→ **Questões a responder**
- 1) Na crônica "Guri Vintage", o que não será alvo de mudanças?
- 2) Escreva a continuação da crônica "Guri Vintage" a partir da última frase.

→ **Texto exibido**
+ + +
9 de dez. de 2014

Guri Vintage - por Iberê Lopes

Foto: Richard Silva 
Eu acordo de bom humor, ligo o som em volumes aceitáveis, danço espalhando água no banheiro e canto no chuveiro acompanhando a letra. 
Demoro para escolher a roupa, pois são cores que devem imprimir meu estado de espírito. Nada me faz sair sem antes agradecer aos deuses afro-brasileiros o dia que vou encarar. 

Algumas frutas tem gosto de despertar: pera e morangos com mel farão parte da mesa matinal. Acendo um incenso, vou até a sacada e ouço os pássaros anunciando a lida. Me corrija se estiver errado ou sou de outro mundo. Se quiser, pode mostrar outra perspectiva além da rotina representada aqui. Mas já aviso, essa dinâmica vai mudar independente das estações do ano. Assim como os móveis, quadros e gostos também serão alterados assim sem uma razão evidente. Tenho ciclos de três meses para tudo quanto há. 

Escuto rock nas alturas e sertanejo baixinho. O local dos livros, discos e dvd´s é um templo. Sagrado feito as estrelas. Justamente por brilharem muito. O que não será alvo de inconvenientes mudanças: o pôster do Pearl Jam na parede, a fé no futuro e a crença na vitória do socialismo. Dias de tristeza, desconsolo e noites de chuva com filmes românticos ou revisitas aos clássicos de Chaplin haverão. Nada que perdure ou seja perpetuado. Saio por aí de bicicleta, num domingo de sol e tudo se renova. 

Futebol não me interessa, só quando quero desligar de tudo. Assisto qualquer partida só pela arte das jogadas. Pulo poças d'água feito criança de maneira incansável. Menino, ao mesmo passo homem. 

Antes de dormir escrevo uma ou duas histórias que rondaram meu pensamento. E por lembrar disso, as poesias. Não posso esquecer de falar delas. Parte importante de todas as horas, assim como as canções. Elas perpassam e permeiam cada detalhe, passo ou instante. Acho que três em um espaço de uma semana é a média. Nem conto direito para não tolher minha criatividade. Terei a incapacidade de dormir com alguma letra de música, acorde ou verdade para dizer entalando meu sono. Gosto de sonhar e para isso as vias precisam estar desobstruídas.
+ + +
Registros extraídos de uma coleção
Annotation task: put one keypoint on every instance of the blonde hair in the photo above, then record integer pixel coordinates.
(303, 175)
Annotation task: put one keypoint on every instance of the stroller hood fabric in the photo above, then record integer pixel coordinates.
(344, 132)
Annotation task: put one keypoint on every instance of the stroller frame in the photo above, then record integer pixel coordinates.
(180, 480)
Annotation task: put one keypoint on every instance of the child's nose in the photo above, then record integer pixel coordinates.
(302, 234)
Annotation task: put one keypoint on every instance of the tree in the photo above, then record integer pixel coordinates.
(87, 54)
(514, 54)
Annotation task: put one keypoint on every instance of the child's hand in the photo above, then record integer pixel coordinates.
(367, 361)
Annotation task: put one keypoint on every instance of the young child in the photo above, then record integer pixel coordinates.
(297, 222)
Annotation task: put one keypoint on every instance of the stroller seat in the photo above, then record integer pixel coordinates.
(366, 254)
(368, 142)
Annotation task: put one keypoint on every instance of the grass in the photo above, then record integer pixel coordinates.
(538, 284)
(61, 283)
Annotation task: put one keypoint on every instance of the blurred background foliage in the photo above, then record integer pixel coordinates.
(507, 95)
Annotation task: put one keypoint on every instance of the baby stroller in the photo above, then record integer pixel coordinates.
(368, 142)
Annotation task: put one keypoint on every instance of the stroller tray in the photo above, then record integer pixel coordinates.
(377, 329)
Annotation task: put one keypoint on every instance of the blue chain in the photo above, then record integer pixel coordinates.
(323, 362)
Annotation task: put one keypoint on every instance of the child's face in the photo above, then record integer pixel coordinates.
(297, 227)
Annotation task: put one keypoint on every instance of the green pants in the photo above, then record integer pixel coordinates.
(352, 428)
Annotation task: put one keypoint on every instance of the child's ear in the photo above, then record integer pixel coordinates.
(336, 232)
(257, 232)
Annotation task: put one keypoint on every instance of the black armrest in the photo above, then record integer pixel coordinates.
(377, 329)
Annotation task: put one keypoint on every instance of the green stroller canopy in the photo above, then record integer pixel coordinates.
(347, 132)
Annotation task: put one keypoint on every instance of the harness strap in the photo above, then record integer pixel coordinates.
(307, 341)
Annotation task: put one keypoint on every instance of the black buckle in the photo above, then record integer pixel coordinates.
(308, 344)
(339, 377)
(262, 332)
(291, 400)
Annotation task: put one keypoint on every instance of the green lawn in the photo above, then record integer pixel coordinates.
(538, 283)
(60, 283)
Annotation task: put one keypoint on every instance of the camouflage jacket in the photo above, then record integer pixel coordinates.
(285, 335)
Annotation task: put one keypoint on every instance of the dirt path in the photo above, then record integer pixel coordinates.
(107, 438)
+ + +
→ **Respostas das questões**
- 1) O pôster do Pearl Jam na parede, a fé no futuro e a crença na vitória do socialismo.

- 2)
Aprendi que discutir relação em excesso enche o saco. Porém, deitar ao lado de quem eu amo de cara amarrada nunca será uma realidade. Uma noite mal dormida por um desentendimento reflete num amanhã de tropeços e desânimo. Eu pergunto como foi o dia e gosto de ser perguntado, respeitando os momentos de silêncio. 

Vinho é indispensável e harmoniza super bem na hora de fazer amor ou contar segredos à meia luz. Surpresas, flores, presentes e beijos sem data marcada são fundamentais. 

Sou independente, impulsivo, amo cinema europeu, latino-americano e documentários sobre os rumos da humanidade. Cafuné alternado, colo quando preciso e muito carinho. Ninguém é pegajoso quando está apaixonado, isso significa entrega. Assim como brigadeiro, a melhor parte é raspar a panela. Para resumir, o toque e o gesto de afeto jamais serão em demasia. A única coisa que fica horrível quando gruda é cola-tudo. Aprecio a liberdade no estado complexo e completo da palavra. Ao imaginar prender e controlar minha vidinha a criatura já me perdeu sem perceber. 

Pipoca feita com duas gotas de dendê e suco de caju. Temperos, perfumes e cheiros pela casa inteira. Incensos à noite também deixarão o lar em perfeita sintonia com o universo. Depois de alinhados os planetas em aquário a gente dança de rosto colado e se ajeita no tapete da sala.

Por fim, numa noite dessas pedi licença à uma amiga muito especial e fiz algumas perguntas que despertaram, numa espécie de divã virtual, este texto. De acordo com a pesquisa sou tranquilo de conviver, observada a margem de erro conforme a proximidade do objeto. Neste caso o objeto sou eu. 

Não sou chato, sou inteligente e tenho qualidades. Informado e sensível, podemos conversar de tudo um pouco tranquilamente. Tenho um estilo alternativo de vestir, grunge cool. A inconstância é um ótimo atributo para evitar a rotina. Pareço um rapaz sério. Sobre ser só, ela me disse que todo o mundo é um tanto ou muito assim. 

O restante se resolve vivendo. Terapia semanal, garrafas de cabernet, orações diárias, amar incondicionalmente são as receitas exatas. E quando tudo parecer perdido caneta e papel na mão, nos versos me refaço e recomeço. É, diante disso posso me definir como um guri vintage, de coração aberto e horizonte claro. É hora de me compartilhar antes que o tempo vire.